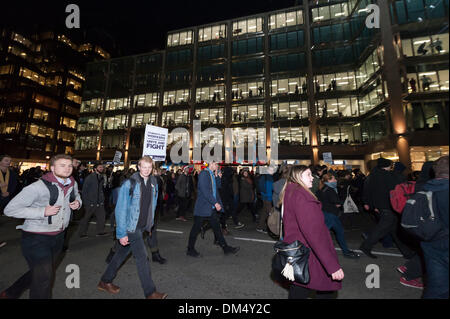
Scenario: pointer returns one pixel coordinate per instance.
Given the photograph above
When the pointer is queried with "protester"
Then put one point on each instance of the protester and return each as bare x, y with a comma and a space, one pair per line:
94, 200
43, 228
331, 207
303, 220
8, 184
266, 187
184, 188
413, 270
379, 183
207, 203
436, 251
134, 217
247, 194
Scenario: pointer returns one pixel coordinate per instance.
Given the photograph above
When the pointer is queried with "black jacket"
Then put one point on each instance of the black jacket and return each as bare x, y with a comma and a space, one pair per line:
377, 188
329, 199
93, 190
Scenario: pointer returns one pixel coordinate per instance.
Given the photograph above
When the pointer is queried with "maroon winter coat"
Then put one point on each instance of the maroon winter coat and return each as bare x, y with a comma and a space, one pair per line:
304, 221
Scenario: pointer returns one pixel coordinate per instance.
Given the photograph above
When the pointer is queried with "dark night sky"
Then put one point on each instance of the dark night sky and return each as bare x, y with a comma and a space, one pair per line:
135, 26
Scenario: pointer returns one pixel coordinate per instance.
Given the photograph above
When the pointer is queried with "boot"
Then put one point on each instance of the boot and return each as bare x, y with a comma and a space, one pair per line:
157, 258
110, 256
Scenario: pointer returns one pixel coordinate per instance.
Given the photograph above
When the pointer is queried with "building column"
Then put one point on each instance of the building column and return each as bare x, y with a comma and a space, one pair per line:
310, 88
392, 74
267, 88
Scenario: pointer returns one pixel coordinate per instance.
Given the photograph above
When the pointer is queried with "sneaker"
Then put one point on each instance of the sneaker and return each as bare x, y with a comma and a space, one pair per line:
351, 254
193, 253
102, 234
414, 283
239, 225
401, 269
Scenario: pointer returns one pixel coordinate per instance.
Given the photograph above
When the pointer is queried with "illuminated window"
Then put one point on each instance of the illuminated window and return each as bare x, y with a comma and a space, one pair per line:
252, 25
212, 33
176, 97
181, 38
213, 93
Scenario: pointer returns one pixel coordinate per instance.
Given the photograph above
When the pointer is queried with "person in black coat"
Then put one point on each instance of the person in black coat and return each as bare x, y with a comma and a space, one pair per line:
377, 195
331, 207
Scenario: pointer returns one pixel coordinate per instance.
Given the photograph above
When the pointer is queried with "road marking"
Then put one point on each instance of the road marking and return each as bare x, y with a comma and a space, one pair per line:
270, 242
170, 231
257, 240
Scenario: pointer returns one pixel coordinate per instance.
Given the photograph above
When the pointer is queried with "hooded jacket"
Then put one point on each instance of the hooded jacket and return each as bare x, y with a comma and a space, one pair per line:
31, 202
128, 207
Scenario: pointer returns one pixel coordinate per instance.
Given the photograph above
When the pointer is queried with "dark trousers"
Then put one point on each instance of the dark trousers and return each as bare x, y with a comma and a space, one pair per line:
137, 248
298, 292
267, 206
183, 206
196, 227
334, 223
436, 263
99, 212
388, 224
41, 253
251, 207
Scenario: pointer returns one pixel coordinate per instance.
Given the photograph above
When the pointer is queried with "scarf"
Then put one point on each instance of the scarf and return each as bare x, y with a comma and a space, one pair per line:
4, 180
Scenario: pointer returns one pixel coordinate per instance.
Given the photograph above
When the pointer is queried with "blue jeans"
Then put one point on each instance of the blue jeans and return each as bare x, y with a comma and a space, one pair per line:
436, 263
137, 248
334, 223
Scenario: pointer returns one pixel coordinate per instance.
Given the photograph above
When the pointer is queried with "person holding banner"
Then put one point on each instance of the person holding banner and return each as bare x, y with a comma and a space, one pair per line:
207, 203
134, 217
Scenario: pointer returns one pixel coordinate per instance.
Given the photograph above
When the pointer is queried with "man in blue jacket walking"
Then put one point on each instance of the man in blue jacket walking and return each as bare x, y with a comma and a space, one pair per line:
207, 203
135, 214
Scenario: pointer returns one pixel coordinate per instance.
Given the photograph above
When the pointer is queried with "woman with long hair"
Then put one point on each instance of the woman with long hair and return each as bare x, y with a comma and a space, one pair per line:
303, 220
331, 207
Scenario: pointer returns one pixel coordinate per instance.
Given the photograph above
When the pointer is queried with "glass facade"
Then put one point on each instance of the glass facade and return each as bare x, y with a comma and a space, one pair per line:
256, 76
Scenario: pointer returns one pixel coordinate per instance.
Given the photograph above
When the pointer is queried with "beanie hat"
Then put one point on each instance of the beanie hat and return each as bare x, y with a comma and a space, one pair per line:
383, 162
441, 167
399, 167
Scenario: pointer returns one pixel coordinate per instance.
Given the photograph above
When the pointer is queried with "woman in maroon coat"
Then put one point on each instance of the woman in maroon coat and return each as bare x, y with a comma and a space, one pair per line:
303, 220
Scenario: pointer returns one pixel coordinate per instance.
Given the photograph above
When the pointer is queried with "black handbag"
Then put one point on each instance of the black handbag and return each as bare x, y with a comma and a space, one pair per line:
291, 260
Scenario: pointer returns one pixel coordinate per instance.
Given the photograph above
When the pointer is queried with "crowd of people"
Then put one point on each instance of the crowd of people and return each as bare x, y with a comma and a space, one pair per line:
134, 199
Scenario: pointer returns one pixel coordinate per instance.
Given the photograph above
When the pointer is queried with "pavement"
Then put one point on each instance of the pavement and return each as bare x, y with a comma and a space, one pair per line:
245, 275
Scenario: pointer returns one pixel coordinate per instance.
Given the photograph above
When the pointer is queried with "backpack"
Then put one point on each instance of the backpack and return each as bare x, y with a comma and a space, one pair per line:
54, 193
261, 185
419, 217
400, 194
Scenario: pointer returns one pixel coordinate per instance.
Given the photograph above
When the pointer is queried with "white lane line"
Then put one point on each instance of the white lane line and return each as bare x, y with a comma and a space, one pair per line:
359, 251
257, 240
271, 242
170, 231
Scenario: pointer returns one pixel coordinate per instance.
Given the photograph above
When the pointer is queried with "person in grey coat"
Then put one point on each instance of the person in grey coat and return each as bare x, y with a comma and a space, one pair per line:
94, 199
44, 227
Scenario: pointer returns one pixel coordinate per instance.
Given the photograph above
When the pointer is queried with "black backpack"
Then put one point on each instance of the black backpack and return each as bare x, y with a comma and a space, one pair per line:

§ §

• Task statement: Output the records exactly, and let none of their pictures appear in the copy.

• Output for this exercise:
Scenario: pointer returns one pixel coordinate per instance.
Given the photograph above
When the pointer is queried with "protester"
Then put one point on each instance of the protester and return each as bare x, y with a comma and a space, one pair per line:
94, 200
43, 228
331, 207
303, 220
8, 184
266, 187
184, 188
413, 270
379, 183
207, 203
436, 251
134, 217
247, 194
Scenario: pointer returns one pixel coordinate per instance.
Given the photograph above
When the pointer is queried with "black jacket"
Then put one point on each instance of the black jacket and return each as bare x, y with a comma and a space, one pair per line:
377, 188
329, 199
93, 190
Scenario: pointer returns one pixel coordinate per instance.
Given the photograph above
When the pointer is queried with "maroon winter coat"
Then put one point on each instance of the maroon winter coat and return each as bare x, y with a comma and a space, one pair per line:
304, 221
Scenario: pointer returns one pixel coordinate per instance.
Given the photograph above
When the pointer is queried with "dark night sky"
Then put one point on each instance of the dark night sky and return each as bare x, y with a comma and a space, one pair per line:
135, 26
Scenario: pointer returns one pixel coordinate per instance.
Given the photograph above
When the pointer is queried with "boot"
Then put one point on each instance of the boot and return each as bare x, y with a comma and a space, one pair per line:
157, 258
110, 256
Scenario: pointer returns one pixel coordinate per instance.
Given the photograph above
When the pointer is queried with "building column"
Then put one point on each instance of the building column and return each as bare x, y with a comma and a space, one pair per line:
310, 88
392, 74
267, 88
Scenario: pointer returns one pixel coordinate per instance.
Given the photograph above
When the pointer is queried with "sneaker"
Then put one point on each instance of the sneaker and return each as bare x, y with a comma and a space, one pair per line:
351, 254
193, 253
102, 234
414, 283
239, 225
401, 269
Scenario: pointer returns one pixel coordinate per instance.
Given the photograph above
When the pointer is queried with "illuminated window"
Then put one point on each instance of the illuminated window and return each as bare x, y with a comma and a space, one pair per line:
252, 25
212, 33
176, 97
181, 38
213, 93
Scenario: pointer returns one pixel coordinate per instance.
Given the photograph above
When the pointer is queried with "person in black coat"
Then put one point on each instance of the person in black coat and return each as bare x, y with a comma and a space, one pair per line:
377, 195
331, 207
Scenario: pointer returns one pixel coordinate per instance.
Given the photograph above
When the pointer is queried with "road marking"
Then put one point on each instance of the road marking and return each as bare x, y with a comma and a space, one pair per line:
270, 242
170, 231
257, 240
Scenario: pointer returns one pixel coordinate per instance.
Given the photograph above
When the pointer is queried with "hooded jacket"
Then put one point on each instance of the hooded jacket and return each as bare x, y with a comma and a space, one pair per line:
31, 202
128, 207
Scenario: pointer returns one pixel coordinate per instance.
Given the photograph above
When the pointer is queried with "dark trousers"
Then put one point on each instance of the dark trousers and return each as bare x, y with a comma and a space, one pair per line:
137, 248
298, 292
267, 206
183, 206
196, 227
334, 223
436, 263
99, 212
388, 224
41, 253
251, 207
Scenario: pointer returns one pixel coordinate per instance.
Given the photograph above
When the pointer is queried with "scarf"
Then put one point on each instance of the scarf and return each as bare x, y with a comma and a space, one pair per line:
4, 180
Scenario: pointer returns one pixel coordinate per instance.
Given the photograph above
When the pointer is queried with "blue jeans"
Then put one point on each instance of the blue jeans and return each as bare x, y with a comma and a space, one pair per line:
436, 263
137, 248
334, 223
Scenario: pointer returns one pixel coordinate per instance.
Given the photograph above
When the pointer is queried with "person holding banner"
Then put one point on each instance of the person holding banner and return each as bare x, y with a comma and a space, one pair per line:
207, 203
134, 217
Scenario: pointer returns one pixel coordinate per instance.
Given the photograph above
When the pointer is queried with "man in blue jacket walking"
Then put one point on each instance of the man in blue jacket walking and return each as bare x, y with a comma and a space, one pair per line:
207, 203
135, 214
Scenario: pointer returns one pixel coordinate per instance.
Given the photograph above
When the pointer is queried with "woman with long hair"
Then put one point on each instance of the woman with long hair and return each as bare x, y with a comma and a space, one pair per line:
303, 220
331, 207
Scenario: pointer returns one pixel coordinate per instance.
Given the photograph above
When the pointer is queried with "glass facade"
Then put one point on each instance of the glass facade and return each as bare x, y with a comma and a space, one pair per line:
256, 76
Scenario: pointer returns one pixel coordinate per instance.
Given the photograph above
When the pointer is queried with "beanie hat"
Then put one point on each instance of the beanie hat and return each as bare x, y with a comma and a space, one pair per line:
383, 162
441, 167
399, 167
Scenario: pointer returns one pixel coordinate per instance.
Given the photograph above
When the pointer is queried with "woman in maroon coat"
Then put one point on each instance of the woman in maroon coat and return each as bare x, y with a comma and a space, one pair per line:
303, 220
Scenario: pointer returns one pixel coordinate per instance.
Given the photograph above
When the pointer is queried with "black handbag"
Then put one point on each instance of the black handbag and return each as bare x, y with a comma and a space, one pair per line:
291, 260
Scenario: pointer returns one pixel coordinate per instance.
Given the photograph above
When the pointer is queried with "crowd of people"
Then put one point on each instance of the crowd of people and return each as bare x, y with a comma and a space, one pair per line:
134, 199
Scenario: pointer returns one pixel coordinate per instance.
Given the photograph above
When the pointer is queried with "pavement"
Then put one point on each instance of the pavement and return each as bare x, y with a comma and a space, one pair per line:
245, 275
Scenario: pointer returns one pixel coordinate per instance.
Given the photograph above
When the pointer is queried with "backpack"
Then put one point on each instance of the backpack and return each as bare x, y with a comma and a space, one pair per line:
54, 193
261, 185
419, 217
400, 194
Scenario: pointer returns one pixel coordinate per instance.
Given the photograph above
When the pointer is queried with "white lane line"
Then put one point on each instance of the white lane line and return each as bare x, y with a comma and a space, one pair per line:
359, 251
257, 240
271, 242
170, 231
Scenario: pointer returns one pixel coordinate per instance.
Given the photograph above
When the pointer is queried with "person in grey coat"
Then put one point on each instance of the person in grey coat and return each as bare x, y with a comma and a space, one pair per line:
94, 199
44, 227
Scenario: pointer returns one pixel coordinate per instance.
Given the photograph above
When the pointer is queried with "black backpack"
Then put one point on each instance of the black backpack and return each as bare x, y with a comma and a space, one pair per line:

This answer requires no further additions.